━━ GIVEN RECORDS

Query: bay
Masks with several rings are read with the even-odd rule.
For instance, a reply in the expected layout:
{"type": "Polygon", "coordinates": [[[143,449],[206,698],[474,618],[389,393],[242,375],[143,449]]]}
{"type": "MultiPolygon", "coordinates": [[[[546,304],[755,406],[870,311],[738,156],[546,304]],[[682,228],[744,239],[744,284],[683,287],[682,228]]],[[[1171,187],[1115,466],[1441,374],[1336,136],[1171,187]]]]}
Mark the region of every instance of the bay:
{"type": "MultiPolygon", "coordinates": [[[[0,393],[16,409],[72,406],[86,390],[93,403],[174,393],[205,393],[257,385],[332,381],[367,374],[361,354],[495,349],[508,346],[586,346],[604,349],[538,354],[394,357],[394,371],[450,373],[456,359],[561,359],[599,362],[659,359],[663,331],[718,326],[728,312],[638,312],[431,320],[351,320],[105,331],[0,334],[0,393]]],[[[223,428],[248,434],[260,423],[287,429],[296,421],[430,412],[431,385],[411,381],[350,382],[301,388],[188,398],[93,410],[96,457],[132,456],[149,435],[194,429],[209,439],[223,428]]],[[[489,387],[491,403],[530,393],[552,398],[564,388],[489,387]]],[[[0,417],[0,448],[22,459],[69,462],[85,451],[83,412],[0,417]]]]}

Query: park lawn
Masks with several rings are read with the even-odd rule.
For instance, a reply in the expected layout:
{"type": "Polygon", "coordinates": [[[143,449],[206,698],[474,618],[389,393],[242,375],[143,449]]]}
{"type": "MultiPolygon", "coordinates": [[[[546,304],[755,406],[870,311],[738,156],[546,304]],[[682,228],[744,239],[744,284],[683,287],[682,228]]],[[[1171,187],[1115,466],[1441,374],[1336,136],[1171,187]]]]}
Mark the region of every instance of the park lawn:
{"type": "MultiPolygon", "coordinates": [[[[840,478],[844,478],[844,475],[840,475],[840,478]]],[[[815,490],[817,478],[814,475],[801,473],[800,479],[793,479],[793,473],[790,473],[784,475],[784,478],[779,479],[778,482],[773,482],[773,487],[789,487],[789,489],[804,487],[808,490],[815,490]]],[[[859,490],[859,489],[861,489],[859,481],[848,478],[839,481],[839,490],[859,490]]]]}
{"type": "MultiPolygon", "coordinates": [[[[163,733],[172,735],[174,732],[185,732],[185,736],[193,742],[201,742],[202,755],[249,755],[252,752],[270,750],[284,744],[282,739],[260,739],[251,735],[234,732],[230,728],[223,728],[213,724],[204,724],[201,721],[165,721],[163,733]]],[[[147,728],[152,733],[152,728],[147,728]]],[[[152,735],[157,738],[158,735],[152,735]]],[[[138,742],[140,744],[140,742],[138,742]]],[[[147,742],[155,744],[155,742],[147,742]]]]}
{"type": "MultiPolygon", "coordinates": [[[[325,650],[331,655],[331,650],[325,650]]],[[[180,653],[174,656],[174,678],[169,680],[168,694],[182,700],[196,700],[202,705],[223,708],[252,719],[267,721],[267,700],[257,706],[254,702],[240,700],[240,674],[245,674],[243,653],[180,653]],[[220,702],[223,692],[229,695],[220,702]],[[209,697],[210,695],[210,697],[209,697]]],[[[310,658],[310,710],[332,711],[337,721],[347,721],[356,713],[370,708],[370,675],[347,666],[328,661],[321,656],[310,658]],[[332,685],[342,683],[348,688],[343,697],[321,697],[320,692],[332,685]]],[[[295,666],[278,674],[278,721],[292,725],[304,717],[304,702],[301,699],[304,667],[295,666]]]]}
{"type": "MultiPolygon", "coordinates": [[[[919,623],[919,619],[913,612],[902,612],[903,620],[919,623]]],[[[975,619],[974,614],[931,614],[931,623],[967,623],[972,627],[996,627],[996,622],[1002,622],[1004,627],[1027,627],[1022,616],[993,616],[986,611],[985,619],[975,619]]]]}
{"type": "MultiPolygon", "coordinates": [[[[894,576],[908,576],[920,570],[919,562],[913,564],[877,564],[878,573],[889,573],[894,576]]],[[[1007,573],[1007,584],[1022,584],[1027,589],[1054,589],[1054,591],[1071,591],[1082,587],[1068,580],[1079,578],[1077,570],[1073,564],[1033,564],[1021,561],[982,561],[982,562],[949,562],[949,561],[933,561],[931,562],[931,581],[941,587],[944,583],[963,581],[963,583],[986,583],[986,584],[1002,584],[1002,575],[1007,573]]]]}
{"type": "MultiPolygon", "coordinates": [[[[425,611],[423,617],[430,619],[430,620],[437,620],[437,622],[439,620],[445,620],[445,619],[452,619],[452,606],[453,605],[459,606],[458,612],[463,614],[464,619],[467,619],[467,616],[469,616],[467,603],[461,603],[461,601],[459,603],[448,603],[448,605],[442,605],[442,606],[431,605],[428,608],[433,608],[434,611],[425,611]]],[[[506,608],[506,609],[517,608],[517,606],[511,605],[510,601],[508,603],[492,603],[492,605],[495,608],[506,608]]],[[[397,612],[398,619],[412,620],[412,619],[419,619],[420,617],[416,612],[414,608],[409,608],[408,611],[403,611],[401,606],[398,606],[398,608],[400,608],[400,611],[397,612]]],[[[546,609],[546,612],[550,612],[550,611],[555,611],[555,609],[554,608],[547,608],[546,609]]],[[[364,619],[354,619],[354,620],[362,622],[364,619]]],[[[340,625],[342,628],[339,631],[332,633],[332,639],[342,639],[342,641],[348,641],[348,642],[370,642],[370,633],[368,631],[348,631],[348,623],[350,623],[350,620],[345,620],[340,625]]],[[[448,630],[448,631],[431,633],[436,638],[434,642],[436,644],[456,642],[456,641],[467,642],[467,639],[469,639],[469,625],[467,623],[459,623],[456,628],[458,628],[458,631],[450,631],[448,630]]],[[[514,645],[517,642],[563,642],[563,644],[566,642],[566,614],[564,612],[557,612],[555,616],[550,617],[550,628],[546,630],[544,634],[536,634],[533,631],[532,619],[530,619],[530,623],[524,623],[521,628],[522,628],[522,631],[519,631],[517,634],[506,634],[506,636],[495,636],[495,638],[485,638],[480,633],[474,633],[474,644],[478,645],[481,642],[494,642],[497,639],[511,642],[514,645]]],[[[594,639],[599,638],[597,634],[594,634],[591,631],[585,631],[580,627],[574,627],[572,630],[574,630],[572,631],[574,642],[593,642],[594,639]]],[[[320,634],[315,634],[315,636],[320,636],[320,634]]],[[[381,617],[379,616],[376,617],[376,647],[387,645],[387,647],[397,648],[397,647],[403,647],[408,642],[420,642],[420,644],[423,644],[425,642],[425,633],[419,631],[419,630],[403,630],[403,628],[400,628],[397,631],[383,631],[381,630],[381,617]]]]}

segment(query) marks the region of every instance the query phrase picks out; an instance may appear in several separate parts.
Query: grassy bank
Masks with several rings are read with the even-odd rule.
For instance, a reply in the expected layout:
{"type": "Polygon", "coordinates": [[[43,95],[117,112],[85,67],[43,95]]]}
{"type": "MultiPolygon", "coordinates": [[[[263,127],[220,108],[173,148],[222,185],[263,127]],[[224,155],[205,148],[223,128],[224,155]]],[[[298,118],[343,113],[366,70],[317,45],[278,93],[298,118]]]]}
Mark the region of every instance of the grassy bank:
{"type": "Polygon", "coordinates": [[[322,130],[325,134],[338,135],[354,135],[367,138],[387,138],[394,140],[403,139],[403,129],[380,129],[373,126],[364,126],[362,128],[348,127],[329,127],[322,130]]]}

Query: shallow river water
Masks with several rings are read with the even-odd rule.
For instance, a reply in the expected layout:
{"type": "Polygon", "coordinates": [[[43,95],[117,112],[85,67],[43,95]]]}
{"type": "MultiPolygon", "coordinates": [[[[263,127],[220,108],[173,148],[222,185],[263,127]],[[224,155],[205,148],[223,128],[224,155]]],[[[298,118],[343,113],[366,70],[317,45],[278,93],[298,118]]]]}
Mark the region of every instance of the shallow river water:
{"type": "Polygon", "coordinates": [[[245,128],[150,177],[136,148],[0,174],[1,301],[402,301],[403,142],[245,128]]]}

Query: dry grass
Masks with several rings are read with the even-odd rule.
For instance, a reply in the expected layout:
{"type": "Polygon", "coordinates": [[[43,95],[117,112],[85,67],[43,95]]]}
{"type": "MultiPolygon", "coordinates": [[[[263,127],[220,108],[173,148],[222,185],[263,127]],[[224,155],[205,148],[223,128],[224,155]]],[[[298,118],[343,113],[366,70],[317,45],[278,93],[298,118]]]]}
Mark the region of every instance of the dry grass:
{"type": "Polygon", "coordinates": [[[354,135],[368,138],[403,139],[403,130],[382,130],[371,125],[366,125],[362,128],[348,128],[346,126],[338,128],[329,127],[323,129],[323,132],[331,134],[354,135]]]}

━━━━

- [AIM]
Locate every line in the listing above that contains the word "shallow", and copy each of those lines in full.

- [ANSWER BELOW]
Query: shallow river water
Mark the region of every instance of the shallow river water:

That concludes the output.